____ Aangeleverde tekst
CUBRA

INHOUD PIERRE VAN BEEK
HOME 
BRABANTS
KUNST
FOTOGRAFIE
TEKSTEN
AUTEURS
AUDIO
SPECIAAL

PRINT

Pierre van Beek - Heemkunde-artikelen

 redactie: Ben van de Pol

 

Piet Gijsbers zweert bij brandnetels

Het Nieuwsblad van het Zuiden - zaterdag 17 augustus 1968

Als ge in Casteren vraagt waar Pietje Gijsbers woont, zullen ze misschien nog wel eventjes moeten nadenken, maar als ge om "Pietje Schrijn" vraagt, kan u een kind de weg wijzen. Die naam kennen ze - niet alleen in Casteren maar door heel de Brabantse Kempen. Op de dorpen hebben ze er nu eenmaal een handje van een goede bekende te noemen met een naam, die de zijne niet is in het plechtige boek, dat Burgerlijke Stand heet. Zonder tot de Wederdopers te behoren doopt de spraakmakende gemeente op haar manier en die tweede naam wordt de identiteit van de betrokkene. Vaak vindt die bijnaam zijn oorsprong in een of andere in het oog vallende eigenschap van de drager - niet altijd een even vleiende want erg teerhartig toont de dorpeling zich daarbij niet - soms is de naam ook een teken voor zijn afkomst. "Pietje Schrijn" mag er tevreden mee zijn en dat is hij ook. Hij wordt zo genoemd omdat niet zijn vader maar... zijn oom en neven schrijnwerkers waren. Dat kan er dus best mee door al lijkt het niet heel logisch.

 

Nu is Pietje Gijsbers al tijdens zijn leven een legendarische figuur aan het worden, omdat hij over enige kwaliteiten beschikt, die de aandacht trekken. Om te beginnen: Pietje is tweeënnegentig jaar, ongelooflijk fit en bij de pinken en... hij eet iedere week een keer of drie brandnetels. Tussen die brandnetels en zijn voortreffelijke lichamelijke constitutie legt hij een oorzakelijk verband, waaraan niet te wringen of te wrikken valt. Niet dat hij voor kwakzalver speelt. Hij is gewoon een opgewekte Casteraar of hoe ge zo iemand daar noemen moet, die zich verheugt in zijn goede gezondheid en in de goedheid van het leven, waarvan hij nog graag zo lang mogelijk de room wil aflikken. Maar bij dat alles zweert hij bij de brandnetel wiens profeet hij is door persoonlijke ervaring. "Brandnetels, het gezondste eten, dat er bestaat." Deze uitspraak zal vanuit Casteren als een gevleugeld woord de historie ingaan als zelfs de brandnetels het niet meer hebben aangekund...
________
____ Ruwe gegevens
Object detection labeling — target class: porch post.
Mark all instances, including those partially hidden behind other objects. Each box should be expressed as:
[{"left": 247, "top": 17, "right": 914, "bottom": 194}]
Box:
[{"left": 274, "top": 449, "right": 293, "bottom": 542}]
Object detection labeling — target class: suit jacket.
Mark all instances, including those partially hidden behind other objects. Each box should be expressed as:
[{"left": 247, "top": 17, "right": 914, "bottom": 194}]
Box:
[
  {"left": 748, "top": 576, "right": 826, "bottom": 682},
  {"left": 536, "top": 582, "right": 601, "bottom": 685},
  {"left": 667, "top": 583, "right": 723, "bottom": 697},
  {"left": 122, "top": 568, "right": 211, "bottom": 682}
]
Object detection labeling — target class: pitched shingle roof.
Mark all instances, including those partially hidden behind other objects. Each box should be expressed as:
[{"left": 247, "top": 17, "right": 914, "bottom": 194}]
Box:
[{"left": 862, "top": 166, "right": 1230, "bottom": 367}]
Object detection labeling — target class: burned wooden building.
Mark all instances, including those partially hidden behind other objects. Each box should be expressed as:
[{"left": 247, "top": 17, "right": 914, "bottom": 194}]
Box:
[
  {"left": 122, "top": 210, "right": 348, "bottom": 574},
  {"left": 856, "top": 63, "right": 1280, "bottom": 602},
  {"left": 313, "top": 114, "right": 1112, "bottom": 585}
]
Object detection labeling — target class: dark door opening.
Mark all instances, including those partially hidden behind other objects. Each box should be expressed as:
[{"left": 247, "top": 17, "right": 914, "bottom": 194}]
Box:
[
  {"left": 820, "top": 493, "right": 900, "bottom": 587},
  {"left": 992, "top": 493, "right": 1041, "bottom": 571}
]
________
■ Uit te voeren:
#1 Som elke regel uit de records op waarin het woord "detection" voorkomt. Hoofdletters en kleine letters tellen mee.
#2 Schrijf het krantenartikel over Piet Gijsbers en de brandnetels verder, te beginnen na de laatste zin ervan.

■ Uitvoer:
#1
Object detection labeling — target class: porch post.
Object detection labeling — target class: suit jacket.
Object detection labeling — target class: pitched shingle roof.
Object detection labeling — target class: burned wooden building.
Object detection labeling — target class: dark door opening.

#2
Ook zonder een bezoek aan Pietje Gijsbers betekent een tocht naar Casteren al een attractie op zich. Het dorp, dat maar zevenhonderd inwoners telt en onder de gemeente Hoogeloon hoort, heeft oude papieren. De Romeinen zijn er al geweest, getuige opgegraven Romeinse voorwerpen en ook de naam, die afkomstig is van het Latijnse "castra", dat "legerplaats" betekent.

Rijdende door de industrialiserende Kempen en de uitgroei van weleer onbekende plaatsen ziende, denkt ge wel eens dat er geen kleine dorpen meer bestaan. In Casteren, dat niet aan grote autobanen ligt, hebt gij er echter toch nog zo een. Industrialisatie heeft er nog niets bedorven.

 

Zo is het er

Als ge op een gewone dag door de breed uitgespreide straten met verspreide bebouwing en open vakken slentert en tevergeefs zoekt naar een mens om te vragen waar al die straten en wegen, welke er naar de vier windstreken afbuigen, wel naar toe gaan... Als achter de hagen van de hoven de appels en peren aan de bomen in filosofische zelfberusting op wat zon hangen te wachten... Als het café aan het pleintje zo leeg is als een lampeglas en een vereenzaamde hond verveeld over de straat snuffelt.... dan voelt ge hier de asem van de oude Kempen gaan, die van enige gejaagdheid geen weet heeft. Ge zijt blij dit te mogen beleven. Al kunt ge dan ook niet altijd in Casteren zijn en zoudt ge het misschien ook niet willen - alleen de wetenschap, dat het er is en dat ge daar rondpallieteren kunt wanneer ge er zin in hebt, maakt uw eigen leven fleuriger...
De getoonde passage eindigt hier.